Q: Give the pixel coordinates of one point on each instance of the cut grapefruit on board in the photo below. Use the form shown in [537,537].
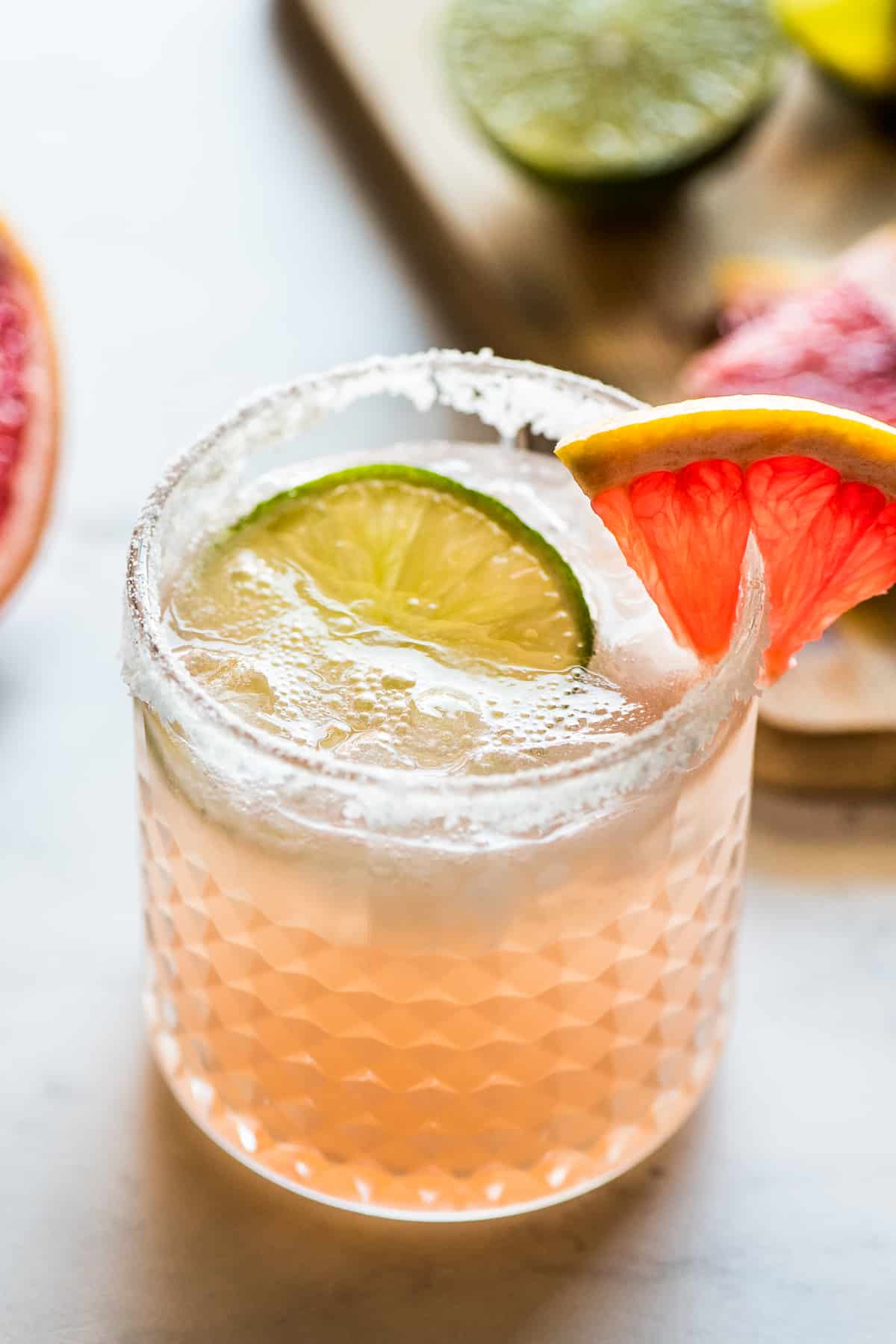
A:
[682,487]
[28,411]
[788,331]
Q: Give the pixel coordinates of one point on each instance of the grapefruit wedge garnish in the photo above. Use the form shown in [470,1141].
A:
[682,488]
[28,411]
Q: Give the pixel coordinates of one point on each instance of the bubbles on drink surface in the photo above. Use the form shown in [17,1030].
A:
[262,638]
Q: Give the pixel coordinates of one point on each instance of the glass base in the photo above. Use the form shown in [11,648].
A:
[421,1214]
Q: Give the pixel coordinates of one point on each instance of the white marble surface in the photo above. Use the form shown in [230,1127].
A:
[202,233]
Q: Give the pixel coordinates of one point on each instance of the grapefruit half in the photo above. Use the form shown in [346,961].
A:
[28,411]
[682,487]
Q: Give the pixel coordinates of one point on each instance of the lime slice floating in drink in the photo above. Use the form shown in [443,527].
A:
[420,554]
[612,99]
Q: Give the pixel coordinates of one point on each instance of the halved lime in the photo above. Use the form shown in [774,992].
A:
[593,94]
[430,559]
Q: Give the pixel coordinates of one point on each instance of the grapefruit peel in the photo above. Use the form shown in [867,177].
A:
[28,411]
[682,487]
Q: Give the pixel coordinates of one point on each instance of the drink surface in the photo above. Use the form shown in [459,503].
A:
[261,636]
[438,1024]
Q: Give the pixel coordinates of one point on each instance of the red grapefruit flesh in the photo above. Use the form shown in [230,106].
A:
[28,411]
[682,487]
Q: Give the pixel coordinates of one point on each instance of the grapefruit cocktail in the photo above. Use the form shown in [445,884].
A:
[442,824]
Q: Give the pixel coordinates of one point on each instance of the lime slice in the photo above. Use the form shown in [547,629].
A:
[441,564]
[853,40]
[600,92]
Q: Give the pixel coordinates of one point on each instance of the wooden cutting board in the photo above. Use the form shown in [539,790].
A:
[629,302]
[521,273]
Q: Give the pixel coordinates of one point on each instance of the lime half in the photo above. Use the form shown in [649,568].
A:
[435,562]
[588,93]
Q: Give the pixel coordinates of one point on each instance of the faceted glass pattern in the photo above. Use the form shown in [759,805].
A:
[428,1083]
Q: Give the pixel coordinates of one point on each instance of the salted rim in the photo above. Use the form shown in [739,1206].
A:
[426,379]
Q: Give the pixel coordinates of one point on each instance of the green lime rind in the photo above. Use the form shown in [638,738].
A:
[612,93]
[563,582]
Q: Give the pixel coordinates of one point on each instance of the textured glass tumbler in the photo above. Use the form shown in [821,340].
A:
[418,996]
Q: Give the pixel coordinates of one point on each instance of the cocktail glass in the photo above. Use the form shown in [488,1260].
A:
[429,996]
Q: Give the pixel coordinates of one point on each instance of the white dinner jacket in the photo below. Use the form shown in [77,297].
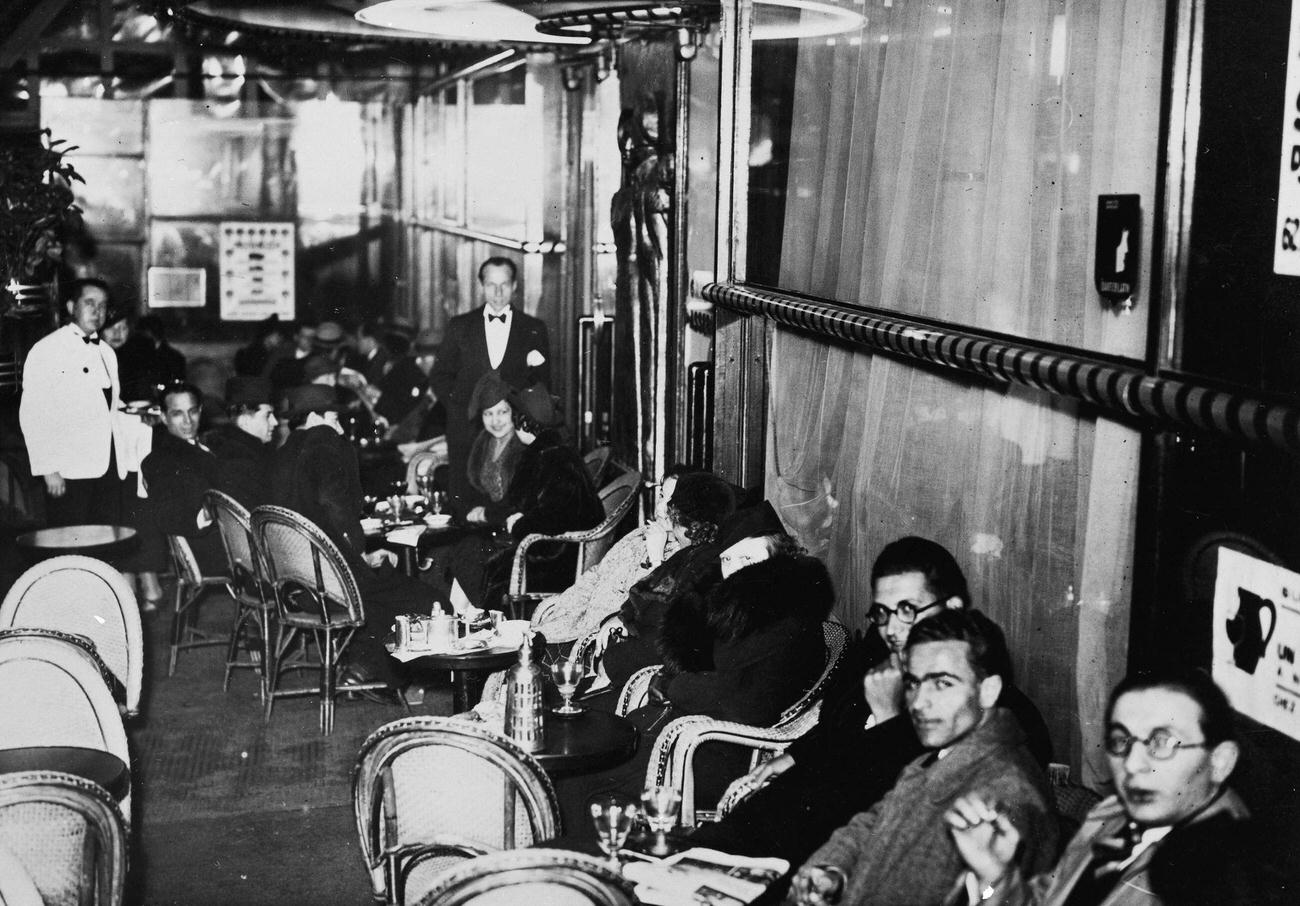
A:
[63,414]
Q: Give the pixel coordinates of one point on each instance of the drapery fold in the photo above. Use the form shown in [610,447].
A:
[945,163]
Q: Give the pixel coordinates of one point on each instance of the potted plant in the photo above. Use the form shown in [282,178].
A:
[35,204]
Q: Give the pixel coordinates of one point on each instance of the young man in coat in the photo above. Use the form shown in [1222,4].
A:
[76,441]
[242,446]
[1170,744]
[498,337]
[900,853]
[178,472]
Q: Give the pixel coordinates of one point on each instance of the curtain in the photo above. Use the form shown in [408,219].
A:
[945,163]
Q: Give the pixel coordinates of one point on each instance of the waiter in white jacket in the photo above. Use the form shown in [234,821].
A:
[76,438]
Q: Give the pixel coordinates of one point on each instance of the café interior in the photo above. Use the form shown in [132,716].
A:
[1010,276]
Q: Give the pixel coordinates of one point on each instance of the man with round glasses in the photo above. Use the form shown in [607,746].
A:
[1171,749]
[863,737]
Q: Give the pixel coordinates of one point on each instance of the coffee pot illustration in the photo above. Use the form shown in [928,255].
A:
[1246,629]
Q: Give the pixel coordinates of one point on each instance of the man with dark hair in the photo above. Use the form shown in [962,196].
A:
[900,853]
[178,472]
[316,475]
[862,740]
[242,446]
[76,441]
[1171,748]
[492,337]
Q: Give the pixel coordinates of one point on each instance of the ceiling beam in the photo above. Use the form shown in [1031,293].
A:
[22,38]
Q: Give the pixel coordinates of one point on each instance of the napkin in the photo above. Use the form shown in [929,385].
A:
[407,536]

## Description of the task
Reproduce each line exactly as it appears, omitting the pictures.

## Solution below
Q: Give the pixel coordinates of one point on each instance of the cut grapefruit on board in the photo below. Use the form shown in [537,537].
A:
[682,487]
[28,411]
[788,331]
Q: Give the pixel coordinates of one point on each instance of the grapefruit wedge garnish in the photo above. Use the form shown in [470,1141].
A:
[682,488]
[28,411]
Q: Give the pixel coordinates of one point on each instance of the bubbles on drink surface in the photo above. Use the form shown in [17,1030].
A:
[262,638]
Q: Give the pixel coordinates of one point on each instance of the glass base in the photo above. Use the form shown in [11,648].
A:
[421,1214]
Q: Give the pixel coordinates of one point on each instance of the white marble surface in the photo above. Use the form shown in [230,1127].
A:
[202,233]
Q: Give the pixel coordinates of one point on each instance of the grapefruit half in the photo above. Use the form shown in [346,961].
A:
[28,411]
[682,487]
Q: Give the pixel coordinates of one point on each instance of the lime slice floating in drink in the photo above. Use the form shown in [443,527].
A:
[420,554]
[612,99]
Q: Give the pixel coordinates of one point on each instance of the halved lime in the photo above. Use the form shown in [774,992].
A:
[593,94]
[430,559]
Q: Give the pixel coordinates of one point on each instance of the grapefruit peel in the photo above. Use the form shown in [867,177].
A:
[28,411]
[682,487]
Q: Give the pixel coordinates of one point on each instance of the drink surface in the photo above. Use the form shown in [459,503].
A:
[261,636]
[438,1024]
Q: Give the pixel coordinates of one point on each instance of the red grapefruit flesh in the photo above. Use the form shown in [230,106].
A:
[28,411]
[682,487]
Q: Give the pixel coordinates of one point on each instance of the grapefruit cocktail in the photo above. Use the form shown in [445,884].
A:
[442,824]
Q: Give the pixel coordinates of one point on each instance of the lime slice in the photo above. Use the form shown in [547,629].
A:
[441,564]
[853,40]
[600,92]
Q: Give the pixel coordinates of one point on each instance of the wooden cutting board in the photo above. Use the form shown in [539,790].
A:
[629,302]
[521,273]
Q: Give the pixel coordinates of one point on each instance of the lime half in the photo above. Use the form shown in [649,568].
A:
[435,562]
[588,93]
Q: Give the pixel coordinates of one point on each instance of the faceted glass pattern in the photo above. Use the form shown in [759,805].
A:
[428,1083]
Q: Give the pixel coordinates of one point on each instance of the salted rim in the photo above. Use the form shown in [739,1206].
A:
[426,379]
Q: Give the pixel coordinates of one point on each instance of the green lime rind in the photo above. Use the form shown in [638,738].
A:
[612,93]
[563,582]
Q: Give the pixel coordinates of one point on each instance of the textured glass tumbler in the photo above. Use the form shown in [821,340].
A:
[418,996]
Q: Give the pixel coordinates of one point on each instance of the cocktail glass in the photo above. Use the form shown in [488,1260].
A:
[429,996]
Q: Give the pixel coordinates of one point on each instance of the white dinner jacket in the photo below. Use the form shown in [77,297].
A:
[63,414]
Q: Give the pixel coordinates of one point on each instance of the drapery fold in the photo above. Use the form shown in [610,447].
A:
[945,163]
Q: Give the pixel coordinates of one point on each instance of the potted plant in the photo above. Use the form shown in [282,178].
A:
[35,204]
Q: Give the pixel coordinates of one point on each instance of the young man in coat in the photo above. Use the form shown in [1222,4].
A:
[76,441]
[242,446]
[1170,744]
[498,337]
[900,853]
[178,472]
Q: Give the pixel coordinates of one point on each instance of the curtain in the photo above. Use the form shown in [408,219].
A:
[945,163]
Q: Give the pixel coordinates of one point on each instance of the waiter in white jacket in the photo above. Use the form shown in [234,821].
A:
[76,438]
Q: Give the pixel coordinates of one point on each instance of the café interior in the photo above. Use the form shown in [132,716].
A:
[1010,276]
Q: Give the pixel coordinates of one point on each instance of the man with round glasses in the photo above. Use the form shown in [607,746].
A:
[1171,749]
[863,737]
Q: Give the pixel coordinates of one point on each instance of the coffee pot illustration in the photo above. Use the form shown in [928,255].
A:
[1246,629]
Q: Give the pixel coordinates of one point on each instance of the man with dark hair in the photo above. Use the form shown in [962,196].
A:
[900,853]
[178,472]
[316,475]
[862,740]
[242,446]
[76,441]
[1171,748]
[492,337]
Q: Give the pixel coordinates of one point on each instance of the ceiling beam in the photo above. Use the form shown in [1031,293].
A:
[22,38]
Q: Give the pixel coordinates of one point on each instance of the napkin in the photo above. Use the form shown in [929,385].
A:
[407,536]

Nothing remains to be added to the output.